__PAGE EXCERPT__:
________
You are to take a multiple-choice exam consisting of 100 questions with five possible responses to each question. Suppose that you have not studied and so must guess (randomly select one of the five answers) on each question. Let \(x\) represent the number of correct responses on the test. a. What kind of probability distribution does \(x\) have? b. What is your expected score on the exam? (Hint: Your expected score is the mean value of the \(x\) distribution.) c. Calculate the variance and standard deviation of \(x\). d. Based on your answers to Parts \((\mathrm{b})\) and \((\mathrm{c}),\) is it likely that you would score over 50 on this exam? Explain the reasoning behind your answer.

Short Answer

Expert verified
The number of correct responses, \(x\), follows a binomial distribution with \(n=100\) trials and \(p=1/5\) probability of success (correct answer) in each trial. The expected score on the exam is 20, with a variance of 16 and a standard deviation of 4. Scoring over 50 on the exam while randomly guessing is extremely unlikely, as it is 7.5 standard deviations above the mean.

Step by step solution

01

a. Identifying the probability distribution of x

\(x\) represents the number of correct responses on the test. Since the student is guessing randomly among 5 choices for each question, the probability of getting any single question correct is 1/5. This is a binomial distribution with \(n=100\) trials (number of questions) and \(p=1/5\) probability of success (correct answer) in each trial.
________
Pointing records
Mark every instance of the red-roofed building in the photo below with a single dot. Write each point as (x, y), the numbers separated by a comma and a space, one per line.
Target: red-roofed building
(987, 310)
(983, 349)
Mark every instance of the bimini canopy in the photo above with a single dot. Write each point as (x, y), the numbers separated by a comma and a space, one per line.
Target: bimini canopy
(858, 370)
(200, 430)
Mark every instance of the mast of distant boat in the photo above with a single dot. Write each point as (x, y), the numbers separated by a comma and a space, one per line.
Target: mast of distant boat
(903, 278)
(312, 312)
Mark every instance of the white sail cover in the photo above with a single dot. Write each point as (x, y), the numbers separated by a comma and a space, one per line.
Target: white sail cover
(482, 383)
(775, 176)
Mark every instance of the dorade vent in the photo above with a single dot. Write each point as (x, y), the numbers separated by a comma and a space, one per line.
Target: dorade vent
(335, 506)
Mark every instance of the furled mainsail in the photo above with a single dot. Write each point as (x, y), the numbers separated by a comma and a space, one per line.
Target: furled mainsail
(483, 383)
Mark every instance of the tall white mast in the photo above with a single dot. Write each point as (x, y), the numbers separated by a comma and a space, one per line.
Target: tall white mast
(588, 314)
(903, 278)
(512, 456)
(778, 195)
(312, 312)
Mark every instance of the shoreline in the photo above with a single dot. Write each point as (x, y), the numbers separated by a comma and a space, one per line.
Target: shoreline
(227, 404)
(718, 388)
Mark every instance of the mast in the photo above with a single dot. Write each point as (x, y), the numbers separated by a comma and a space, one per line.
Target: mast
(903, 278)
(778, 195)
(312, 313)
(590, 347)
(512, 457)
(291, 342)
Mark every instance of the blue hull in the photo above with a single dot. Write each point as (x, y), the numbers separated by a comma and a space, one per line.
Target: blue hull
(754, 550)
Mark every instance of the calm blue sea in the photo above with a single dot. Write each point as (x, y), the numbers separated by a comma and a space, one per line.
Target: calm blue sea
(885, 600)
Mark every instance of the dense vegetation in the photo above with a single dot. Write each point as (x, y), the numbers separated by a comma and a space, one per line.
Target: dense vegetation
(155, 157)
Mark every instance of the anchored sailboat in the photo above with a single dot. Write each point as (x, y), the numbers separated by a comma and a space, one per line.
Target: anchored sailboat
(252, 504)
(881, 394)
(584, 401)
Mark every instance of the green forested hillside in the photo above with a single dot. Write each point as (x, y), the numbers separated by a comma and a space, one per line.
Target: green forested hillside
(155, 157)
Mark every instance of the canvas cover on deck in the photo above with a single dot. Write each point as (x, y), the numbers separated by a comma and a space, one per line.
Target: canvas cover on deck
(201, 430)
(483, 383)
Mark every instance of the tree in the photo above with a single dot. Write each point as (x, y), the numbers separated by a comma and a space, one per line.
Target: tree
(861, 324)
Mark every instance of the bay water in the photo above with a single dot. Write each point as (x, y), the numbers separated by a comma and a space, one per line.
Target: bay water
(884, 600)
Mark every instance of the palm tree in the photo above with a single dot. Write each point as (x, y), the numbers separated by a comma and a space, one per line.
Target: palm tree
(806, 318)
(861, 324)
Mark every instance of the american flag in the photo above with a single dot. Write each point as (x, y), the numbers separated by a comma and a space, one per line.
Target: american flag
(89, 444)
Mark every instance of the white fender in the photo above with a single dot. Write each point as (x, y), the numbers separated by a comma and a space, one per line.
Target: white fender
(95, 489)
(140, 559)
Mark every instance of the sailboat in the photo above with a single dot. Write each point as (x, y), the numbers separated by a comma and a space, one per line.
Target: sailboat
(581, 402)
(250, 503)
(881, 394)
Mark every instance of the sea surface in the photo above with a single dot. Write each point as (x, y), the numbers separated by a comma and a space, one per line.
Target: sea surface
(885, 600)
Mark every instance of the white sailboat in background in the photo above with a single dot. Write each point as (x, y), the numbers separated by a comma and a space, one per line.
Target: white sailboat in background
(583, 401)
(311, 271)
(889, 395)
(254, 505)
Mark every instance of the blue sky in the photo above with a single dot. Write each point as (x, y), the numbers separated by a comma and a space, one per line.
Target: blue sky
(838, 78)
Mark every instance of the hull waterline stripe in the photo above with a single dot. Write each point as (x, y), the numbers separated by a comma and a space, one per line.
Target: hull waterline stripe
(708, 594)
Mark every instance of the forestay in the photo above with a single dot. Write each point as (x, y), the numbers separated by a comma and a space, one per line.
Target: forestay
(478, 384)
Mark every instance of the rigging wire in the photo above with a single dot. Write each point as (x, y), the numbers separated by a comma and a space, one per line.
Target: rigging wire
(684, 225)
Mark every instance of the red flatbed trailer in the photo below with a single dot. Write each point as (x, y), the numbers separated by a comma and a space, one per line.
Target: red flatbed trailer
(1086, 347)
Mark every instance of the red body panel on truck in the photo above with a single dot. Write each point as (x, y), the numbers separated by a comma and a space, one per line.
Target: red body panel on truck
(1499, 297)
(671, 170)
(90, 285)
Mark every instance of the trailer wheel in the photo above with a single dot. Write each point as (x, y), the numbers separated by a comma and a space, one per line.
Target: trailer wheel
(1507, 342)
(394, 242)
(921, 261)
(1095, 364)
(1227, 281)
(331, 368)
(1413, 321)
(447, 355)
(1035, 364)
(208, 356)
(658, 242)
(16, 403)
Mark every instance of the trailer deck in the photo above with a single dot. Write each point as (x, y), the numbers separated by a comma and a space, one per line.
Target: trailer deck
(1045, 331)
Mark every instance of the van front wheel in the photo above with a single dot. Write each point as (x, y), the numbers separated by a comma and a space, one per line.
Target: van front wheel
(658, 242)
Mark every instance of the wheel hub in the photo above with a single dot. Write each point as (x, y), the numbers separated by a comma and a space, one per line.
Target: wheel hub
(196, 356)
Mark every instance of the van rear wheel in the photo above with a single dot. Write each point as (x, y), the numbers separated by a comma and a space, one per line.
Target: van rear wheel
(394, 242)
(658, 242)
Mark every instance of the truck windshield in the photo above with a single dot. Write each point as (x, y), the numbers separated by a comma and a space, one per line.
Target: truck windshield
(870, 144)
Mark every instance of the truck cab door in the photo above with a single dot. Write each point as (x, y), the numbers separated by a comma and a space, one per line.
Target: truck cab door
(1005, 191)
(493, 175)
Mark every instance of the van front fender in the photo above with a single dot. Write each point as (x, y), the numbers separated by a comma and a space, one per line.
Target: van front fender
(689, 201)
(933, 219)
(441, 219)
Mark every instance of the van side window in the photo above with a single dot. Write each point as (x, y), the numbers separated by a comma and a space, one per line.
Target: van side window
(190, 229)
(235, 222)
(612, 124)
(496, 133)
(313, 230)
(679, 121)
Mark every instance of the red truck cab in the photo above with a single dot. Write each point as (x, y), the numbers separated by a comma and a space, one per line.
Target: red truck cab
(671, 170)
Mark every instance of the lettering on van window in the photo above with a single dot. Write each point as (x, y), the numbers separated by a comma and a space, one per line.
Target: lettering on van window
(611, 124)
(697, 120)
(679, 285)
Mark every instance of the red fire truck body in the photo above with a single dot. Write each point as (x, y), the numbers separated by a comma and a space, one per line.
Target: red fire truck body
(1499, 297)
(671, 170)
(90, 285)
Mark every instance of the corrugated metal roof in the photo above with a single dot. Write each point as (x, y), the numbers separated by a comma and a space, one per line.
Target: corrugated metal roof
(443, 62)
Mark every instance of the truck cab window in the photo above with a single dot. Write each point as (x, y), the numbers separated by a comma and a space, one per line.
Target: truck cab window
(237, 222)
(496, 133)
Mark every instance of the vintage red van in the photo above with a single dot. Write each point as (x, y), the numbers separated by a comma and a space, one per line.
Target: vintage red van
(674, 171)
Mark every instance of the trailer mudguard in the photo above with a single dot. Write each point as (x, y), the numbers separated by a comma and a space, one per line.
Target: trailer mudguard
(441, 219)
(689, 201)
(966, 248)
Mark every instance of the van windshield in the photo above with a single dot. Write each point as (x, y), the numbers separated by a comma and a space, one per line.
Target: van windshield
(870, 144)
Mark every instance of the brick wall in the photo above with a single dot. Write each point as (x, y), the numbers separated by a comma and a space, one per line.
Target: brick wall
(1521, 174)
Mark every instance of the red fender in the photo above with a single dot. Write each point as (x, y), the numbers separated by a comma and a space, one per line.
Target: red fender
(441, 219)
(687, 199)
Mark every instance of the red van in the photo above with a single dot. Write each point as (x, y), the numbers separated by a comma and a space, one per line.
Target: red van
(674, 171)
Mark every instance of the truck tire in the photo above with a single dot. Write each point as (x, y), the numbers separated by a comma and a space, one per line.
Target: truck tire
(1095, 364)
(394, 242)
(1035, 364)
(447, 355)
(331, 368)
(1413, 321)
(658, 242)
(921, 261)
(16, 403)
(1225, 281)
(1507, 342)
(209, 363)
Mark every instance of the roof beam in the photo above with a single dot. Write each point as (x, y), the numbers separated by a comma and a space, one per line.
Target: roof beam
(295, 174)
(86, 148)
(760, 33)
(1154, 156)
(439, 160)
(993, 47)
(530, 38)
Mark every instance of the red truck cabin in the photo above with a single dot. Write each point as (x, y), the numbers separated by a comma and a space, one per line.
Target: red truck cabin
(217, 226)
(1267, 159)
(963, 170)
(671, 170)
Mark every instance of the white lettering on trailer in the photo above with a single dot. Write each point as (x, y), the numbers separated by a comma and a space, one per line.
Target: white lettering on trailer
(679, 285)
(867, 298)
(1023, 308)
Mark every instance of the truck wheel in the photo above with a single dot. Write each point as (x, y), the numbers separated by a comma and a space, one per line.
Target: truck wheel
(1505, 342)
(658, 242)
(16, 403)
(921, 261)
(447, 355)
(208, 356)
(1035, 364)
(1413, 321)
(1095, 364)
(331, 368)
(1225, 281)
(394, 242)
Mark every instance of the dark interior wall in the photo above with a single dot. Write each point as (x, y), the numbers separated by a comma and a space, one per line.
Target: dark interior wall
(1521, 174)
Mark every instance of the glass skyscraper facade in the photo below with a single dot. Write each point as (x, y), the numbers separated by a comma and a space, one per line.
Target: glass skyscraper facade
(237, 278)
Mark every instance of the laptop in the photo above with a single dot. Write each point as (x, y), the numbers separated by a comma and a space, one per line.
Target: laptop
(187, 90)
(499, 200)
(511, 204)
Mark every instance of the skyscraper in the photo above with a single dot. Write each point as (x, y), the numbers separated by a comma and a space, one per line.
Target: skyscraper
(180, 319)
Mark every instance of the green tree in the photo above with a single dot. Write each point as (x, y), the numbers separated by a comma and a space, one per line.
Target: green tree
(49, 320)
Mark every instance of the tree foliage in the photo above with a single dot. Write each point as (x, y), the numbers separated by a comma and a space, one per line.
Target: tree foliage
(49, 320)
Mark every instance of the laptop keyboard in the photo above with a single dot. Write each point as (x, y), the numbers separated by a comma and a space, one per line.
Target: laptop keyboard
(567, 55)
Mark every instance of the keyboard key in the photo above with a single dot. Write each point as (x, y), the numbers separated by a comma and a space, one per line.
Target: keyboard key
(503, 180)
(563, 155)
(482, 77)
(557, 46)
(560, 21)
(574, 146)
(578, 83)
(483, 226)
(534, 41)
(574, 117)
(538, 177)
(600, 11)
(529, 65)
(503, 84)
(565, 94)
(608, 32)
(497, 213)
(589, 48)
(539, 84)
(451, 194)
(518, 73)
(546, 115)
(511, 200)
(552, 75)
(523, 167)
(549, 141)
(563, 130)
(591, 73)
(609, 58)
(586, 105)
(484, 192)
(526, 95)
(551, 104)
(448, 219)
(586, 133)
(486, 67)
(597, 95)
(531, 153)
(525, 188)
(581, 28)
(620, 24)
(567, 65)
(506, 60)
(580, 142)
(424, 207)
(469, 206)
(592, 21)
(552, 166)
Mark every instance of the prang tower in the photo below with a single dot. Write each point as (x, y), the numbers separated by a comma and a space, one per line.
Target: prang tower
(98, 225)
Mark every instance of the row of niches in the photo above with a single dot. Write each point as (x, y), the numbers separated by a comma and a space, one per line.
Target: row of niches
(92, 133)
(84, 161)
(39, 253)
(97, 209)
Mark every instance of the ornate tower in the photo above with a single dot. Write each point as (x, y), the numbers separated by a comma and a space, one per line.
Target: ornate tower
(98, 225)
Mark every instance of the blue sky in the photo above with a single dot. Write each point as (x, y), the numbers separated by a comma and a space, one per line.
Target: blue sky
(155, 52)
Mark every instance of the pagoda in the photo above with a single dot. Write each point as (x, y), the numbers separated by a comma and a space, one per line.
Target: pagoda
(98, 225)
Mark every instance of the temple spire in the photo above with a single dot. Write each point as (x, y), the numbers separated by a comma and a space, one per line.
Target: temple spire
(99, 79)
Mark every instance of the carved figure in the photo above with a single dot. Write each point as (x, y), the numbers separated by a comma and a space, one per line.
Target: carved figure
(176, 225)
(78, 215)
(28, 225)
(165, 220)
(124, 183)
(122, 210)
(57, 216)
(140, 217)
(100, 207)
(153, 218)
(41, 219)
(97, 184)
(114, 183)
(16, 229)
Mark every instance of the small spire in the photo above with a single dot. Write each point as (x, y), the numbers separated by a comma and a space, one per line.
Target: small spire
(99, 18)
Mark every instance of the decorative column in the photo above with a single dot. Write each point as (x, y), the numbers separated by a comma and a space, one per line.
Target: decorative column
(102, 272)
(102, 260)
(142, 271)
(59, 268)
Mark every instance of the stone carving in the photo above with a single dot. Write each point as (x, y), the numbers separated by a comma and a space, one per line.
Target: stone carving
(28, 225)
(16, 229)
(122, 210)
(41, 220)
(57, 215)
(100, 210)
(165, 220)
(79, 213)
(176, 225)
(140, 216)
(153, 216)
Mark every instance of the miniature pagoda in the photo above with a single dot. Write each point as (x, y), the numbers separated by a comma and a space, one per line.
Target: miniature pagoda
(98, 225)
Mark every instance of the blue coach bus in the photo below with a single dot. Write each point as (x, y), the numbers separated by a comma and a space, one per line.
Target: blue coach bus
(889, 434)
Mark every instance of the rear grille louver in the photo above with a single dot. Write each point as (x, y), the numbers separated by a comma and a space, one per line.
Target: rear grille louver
________
__TASK DIRECTIONS__: Summarize the guessing-exam problem in two sentences. The records are separate material, apart from the text.

__REPLY__: A student who has not studied randomly guesses on each question of a 100-question multiple-choice exam with five choices per question, so the number of correct responses, x, follows a binomial distribution with n=100 and p=1/5. The expected score is 20, with a variance of 16 and a standard deviation of 4, and scoring over 50 is extremely unlikely because that is 7.5 standard deviations above the mean.